◆ Aufgabe: Schreibe den Lesetext über das Urteil erneut ab, beginnend mit „Zu fünfeinhalb Jahren“ und weiter bis „kam es dazu?“, und ersetze dabei „Landgericht Konstanz“ durch „Amtsgericht Konstanz“.

◆ Lesetext:
* * * * * * *
Zu fünfeinhalb Jahren Haft ist am vergangenen Freitag am Landgericht Konstanz der 26-Jährige verurteilt worden, der Ende Mai in Markdorf in einer Nacht drei Brandstiftungen begangen hat. Was an den zwei Verhandlungstagen klar wurde: Der Mann, der seit seiner Jugend immer wieder straffällig geworden war, hat seit langen Jahren bereits ein massives Alkohol- und Drogenproblem. Dennoch wird er nun aus der Untersuchungshaft nicht in den sogenannten Maßregelvollzug verbracht, der auch eine zweijährige Therapiebehandlung in einer geschlossenen forensisch-psychiatrischen Klinik vorsieht, sondern in den ganz normalen Strafvollzug. Wie kam es dazu?
Tatsache ist: Diese Entscheidung des Gerichts war eine enge Sache. Die Staatsanwältin hatte Strafvollzug beantragt, die Verteidigerin des Angeklagten den Maßregelvollzug. Das Zünglein an der Waage spielte der medizinische Sachverständige. Der hatte bei dem 26-Jährigen bei seiner Begutachtung eine „dissoziale Persönlichkeitsstörung“ diagnostiziert. Alleine diese Störung würde zwar die „notwendige Schwere“ für eine Unterbringung in einer Therapie aufweisen. Dem Angeklagten, so der Sachverständige, mangele es an der Fähigkeit Bindungen einzugehen, es fehle ihm an Empathie gegenüber seinen Mitmenschen, er habe kein Bewusstsein für ein normales Sozialverhalten. Hinzu kämen, als zweites Kriterium für eine Therapieeinweisung, die Suchtabhängigkeiten des Mannes. Eigentlich also eine klare Sache, könnte man meinen.
* * * * * * *
◆ Angezeigte Auflistung:

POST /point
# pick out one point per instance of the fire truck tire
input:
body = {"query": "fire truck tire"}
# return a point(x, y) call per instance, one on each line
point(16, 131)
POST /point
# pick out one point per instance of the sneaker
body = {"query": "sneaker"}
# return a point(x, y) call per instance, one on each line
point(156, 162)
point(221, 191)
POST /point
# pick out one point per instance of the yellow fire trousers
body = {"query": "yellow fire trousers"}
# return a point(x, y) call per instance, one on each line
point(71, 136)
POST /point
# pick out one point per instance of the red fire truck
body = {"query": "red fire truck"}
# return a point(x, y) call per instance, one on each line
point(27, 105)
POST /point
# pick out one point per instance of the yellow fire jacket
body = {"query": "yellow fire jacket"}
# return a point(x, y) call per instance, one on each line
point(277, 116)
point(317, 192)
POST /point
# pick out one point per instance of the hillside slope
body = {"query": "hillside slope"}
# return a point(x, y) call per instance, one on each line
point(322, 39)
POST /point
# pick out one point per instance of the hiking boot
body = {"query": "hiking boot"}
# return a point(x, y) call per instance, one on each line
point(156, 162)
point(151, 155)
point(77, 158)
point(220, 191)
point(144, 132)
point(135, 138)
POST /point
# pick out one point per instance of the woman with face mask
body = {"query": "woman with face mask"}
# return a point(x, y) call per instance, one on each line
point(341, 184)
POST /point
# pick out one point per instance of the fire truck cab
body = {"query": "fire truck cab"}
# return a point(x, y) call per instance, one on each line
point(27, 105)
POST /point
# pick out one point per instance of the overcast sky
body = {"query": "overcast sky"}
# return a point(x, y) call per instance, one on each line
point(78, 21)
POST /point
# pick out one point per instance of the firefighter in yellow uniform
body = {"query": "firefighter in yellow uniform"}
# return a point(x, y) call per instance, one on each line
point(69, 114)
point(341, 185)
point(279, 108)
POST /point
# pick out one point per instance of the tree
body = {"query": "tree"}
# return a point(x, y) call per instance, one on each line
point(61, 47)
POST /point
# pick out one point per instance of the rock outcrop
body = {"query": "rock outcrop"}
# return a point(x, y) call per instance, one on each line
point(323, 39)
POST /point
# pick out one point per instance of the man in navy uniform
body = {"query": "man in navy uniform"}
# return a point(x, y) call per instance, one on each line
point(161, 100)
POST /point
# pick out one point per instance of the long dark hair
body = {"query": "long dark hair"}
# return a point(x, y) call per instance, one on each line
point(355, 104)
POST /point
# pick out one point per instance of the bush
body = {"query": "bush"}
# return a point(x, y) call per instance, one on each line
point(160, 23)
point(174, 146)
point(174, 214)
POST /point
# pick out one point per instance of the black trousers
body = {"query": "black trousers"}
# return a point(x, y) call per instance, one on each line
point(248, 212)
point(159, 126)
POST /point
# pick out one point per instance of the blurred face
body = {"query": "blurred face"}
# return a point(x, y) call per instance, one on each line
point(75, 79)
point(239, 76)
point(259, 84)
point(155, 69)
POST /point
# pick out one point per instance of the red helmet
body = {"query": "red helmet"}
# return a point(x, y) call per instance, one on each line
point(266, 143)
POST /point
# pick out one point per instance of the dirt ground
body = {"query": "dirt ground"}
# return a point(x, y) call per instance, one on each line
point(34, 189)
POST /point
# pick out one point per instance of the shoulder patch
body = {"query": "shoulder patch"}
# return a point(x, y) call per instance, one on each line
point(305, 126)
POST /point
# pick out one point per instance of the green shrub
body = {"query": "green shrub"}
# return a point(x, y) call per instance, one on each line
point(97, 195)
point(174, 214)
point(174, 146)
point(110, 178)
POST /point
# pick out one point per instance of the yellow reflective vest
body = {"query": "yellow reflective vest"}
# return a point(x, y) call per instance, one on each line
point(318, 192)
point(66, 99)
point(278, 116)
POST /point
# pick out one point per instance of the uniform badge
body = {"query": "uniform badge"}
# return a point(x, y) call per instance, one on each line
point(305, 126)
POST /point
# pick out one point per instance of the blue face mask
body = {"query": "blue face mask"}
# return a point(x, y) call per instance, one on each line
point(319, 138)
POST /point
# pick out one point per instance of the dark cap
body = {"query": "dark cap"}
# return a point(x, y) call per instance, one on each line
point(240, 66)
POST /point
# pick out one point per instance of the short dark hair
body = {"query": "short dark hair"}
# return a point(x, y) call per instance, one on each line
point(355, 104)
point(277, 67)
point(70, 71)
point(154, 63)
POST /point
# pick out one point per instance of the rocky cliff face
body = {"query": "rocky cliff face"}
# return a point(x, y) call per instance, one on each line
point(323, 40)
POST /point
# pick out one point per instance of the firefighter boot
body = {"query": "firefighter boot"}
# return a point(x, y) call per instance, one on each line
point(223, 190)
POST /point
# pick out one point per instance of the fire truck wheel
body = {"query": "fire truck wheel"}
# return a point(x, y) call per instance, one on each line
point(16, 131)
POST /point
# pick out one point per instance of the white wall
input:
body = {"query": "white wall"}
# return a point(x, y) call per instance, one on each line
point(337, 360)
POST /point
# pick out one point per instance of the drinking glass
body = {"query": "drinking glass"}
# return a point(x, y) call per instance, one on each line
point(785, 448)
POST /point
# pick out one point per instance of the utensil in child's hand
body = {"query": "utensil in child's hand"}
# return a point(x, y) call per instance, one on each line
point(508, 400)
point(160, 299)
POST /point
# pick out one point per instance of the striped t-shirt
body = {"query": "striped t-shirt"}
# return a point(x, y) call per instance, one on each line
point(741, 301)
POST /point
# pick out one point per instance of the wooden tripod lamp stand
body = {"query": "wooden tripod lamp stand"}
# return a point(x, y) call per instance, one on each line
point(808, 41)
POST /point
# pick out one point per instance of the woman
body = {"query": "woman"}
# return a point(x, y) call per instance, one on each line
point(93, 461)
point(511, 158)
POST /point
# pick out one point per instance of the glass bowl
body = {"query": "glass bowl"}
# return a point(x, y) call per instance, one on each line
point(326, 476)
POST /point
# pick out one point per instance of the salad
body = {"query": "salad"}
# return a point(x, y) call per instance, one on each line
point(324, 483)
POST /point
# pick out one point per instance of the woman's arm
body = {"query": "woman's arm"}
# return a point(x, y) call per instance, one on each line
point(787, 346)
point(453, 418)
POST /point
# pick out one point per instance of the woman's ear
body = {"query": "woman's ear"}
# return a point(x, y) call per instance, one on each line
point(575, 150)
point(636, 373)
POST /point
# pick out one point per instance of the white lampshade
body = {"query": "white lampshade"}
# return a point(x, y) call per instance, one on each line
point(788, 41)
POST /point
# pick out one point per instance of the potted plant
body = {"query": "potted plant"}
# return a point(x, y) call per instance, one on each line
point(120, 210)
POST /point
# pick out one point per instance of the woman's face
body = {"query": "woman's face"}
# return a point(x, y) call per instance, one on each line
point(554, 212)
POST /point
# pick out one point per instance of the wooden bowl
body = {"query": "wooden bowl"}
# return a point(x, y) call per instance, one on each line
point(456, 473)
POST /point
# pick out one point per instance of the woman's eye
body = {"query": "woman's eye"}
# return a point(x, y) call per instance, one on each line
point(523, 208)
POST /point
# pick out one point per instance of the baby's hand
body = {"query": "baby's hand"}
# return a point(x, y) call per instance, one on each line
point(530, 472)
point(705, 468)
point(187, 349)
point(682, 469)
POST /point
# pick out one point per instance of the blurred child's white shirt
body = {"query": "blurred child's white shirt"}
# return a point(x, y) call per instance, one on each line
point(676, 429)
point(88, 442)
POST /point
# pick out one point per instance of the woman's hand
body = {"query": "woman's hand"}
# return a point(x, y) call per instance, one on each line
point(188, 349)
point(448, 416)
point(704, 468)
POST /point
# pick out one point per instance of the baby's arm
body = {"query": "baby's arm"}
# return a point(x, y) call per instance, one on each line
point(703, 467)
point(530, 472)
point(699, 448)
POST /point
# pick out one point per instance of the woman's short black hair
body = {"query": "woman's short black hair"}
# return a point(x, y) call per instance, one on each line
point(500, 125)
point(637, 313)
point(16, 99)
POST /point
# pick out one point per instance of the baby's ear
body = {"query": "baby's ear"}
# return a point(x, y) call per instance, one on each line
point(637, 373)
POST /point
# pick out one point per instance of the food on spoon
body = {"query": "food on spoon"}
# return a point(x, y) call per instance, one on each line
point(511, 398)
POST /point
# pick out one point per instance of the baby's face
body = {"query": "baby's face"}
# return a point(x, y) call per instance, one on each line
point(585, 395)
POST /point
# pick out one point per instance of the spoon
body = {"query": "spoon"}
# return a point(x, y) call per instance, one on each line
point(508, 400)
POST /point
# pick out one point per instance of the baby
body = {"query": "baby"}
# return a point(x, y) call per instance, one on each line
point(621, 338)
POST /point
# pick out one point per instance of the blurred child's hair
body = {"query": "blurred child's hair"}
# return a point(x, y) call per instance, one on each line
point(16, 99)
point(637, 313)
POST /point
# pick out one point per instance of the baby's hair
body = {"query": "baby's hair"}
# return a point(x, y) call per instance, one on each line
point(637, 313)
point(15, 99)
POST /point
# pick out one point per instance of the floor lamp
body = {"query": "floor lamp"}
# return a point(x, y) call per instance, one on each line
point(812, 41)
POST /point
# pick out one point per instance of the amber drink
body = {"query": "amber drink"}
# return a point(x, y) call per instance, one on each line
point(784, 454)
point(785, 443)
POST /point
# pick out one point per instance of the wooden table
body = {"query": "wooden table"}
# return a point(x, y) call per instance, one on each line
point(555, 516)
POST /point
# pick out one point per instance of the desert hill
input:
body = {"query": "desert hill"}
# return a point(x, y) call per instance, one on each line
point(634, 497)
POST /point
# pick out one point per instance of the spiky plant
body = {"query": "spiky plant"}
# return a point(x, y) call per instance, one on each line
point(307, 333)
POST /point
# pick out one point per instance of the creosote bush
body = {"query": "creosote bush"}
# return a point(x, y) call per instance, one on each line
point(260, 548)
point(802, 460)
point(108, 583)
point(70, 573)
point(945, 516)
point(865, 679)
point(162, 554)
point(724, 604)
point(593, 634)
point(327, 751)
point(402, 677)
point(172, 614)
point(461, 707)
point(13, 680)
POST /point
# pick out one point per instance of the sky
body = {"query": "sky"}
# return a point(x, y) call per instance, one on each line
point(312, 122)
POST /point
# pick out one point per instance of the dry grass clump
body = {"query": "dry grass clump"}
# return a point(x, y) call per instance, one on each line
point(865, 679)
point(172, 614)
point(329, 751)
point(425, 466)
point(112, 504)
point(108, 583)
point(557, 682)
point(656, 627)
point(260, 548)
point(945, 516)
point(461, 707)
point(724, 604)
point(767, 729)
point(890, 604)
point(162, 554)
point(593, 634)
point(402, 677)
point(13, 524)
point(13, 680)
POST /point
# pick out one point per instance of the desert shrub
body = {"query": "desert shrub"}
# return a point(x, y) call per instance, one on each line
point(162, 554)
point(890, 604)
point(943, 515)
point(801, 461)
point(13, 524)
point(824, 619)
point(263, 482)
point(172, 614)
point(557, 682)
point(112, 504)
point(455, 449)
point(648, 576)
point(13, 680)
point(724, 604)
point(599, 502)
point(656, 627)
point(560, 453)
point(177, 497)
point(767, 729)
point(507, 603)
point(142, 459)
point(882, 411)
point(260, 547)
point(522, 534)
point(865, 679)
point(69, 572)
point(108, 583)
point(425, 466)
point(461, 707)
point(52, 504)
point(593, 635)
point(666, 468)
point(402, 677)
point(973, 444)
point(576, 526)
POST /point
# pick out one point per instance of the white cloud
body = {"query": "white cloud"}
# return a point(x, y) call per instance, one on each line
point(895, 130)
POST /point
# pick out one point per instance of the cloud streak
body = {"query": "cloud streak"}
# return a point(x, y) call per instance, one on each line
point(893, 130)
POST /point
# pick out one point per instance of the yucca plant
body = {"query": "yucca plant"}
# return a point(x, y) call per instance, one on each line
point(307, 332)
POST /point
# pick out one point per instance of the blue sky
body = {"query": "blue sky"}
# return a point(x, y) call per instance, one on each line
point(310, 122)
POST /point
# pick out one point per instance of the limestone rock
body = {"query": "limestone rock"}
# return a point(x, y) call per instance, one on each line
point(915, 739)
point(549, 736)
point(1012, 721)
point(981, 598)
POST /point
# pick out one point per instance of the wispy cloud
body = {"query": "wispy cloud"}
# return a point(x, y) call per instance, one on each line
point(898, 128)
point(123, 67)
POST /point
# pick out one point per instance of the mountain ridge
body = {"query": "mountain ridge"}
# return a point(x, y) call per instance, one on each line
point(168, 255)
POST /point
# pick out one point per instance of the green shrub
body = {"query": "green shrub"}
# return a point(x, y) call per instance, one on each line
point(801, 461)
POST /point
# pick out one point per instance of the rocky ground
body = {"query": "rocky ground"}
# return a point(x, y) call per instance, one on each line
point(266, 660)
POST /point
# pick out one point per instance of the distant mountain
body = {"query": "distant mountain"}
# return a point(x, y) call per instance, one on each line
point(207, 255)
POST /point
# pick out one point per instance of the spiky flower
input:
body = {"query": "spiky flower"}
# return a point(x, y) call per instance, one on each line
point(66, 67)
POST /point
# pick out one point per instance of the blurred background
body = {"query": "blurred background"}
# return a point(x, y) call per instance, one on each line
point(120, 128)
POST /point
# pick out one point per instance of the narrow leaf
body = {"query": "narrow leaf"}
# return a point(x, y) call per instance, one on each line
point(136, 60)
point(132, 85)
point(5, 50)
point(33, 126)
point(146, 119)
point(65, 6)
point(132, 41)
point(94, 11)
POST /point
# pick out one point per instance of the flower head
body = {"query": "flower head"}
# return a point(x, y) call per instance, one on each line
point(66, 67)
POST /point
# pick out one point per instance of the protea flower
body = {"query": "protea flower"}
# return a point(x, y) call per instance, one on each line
* * * * * * *
◆ Ergebnis:
Zu fünfeinhalb Jahren Haft ist am vergangenen Freitag am Amtsgericht Konstanz der 26-Jährige verurteilt worden, der Ende Mai in Markdorf in einer Nacht drei Brandstiftungen begangen hat. Was an den zwei Verhandlungstagen klar wurde: Der Mann, der seit seiner Jugend immer wieder straffällig geworden war, hat seit langen Jahren bereits ein massives Alkohol- und Drogenproblem. Dennoch wird er nun aus der Untersuchungshaft nicht in den sogenannten Maßregelvollzug verbracht, der auch eine zweijährige Therapiebehandlung in einer geschlossenen forensisch-psychiatrischen Klinik vorsieht, sondern in den ganz normalen Strafvollzug. Wie kam es dazu?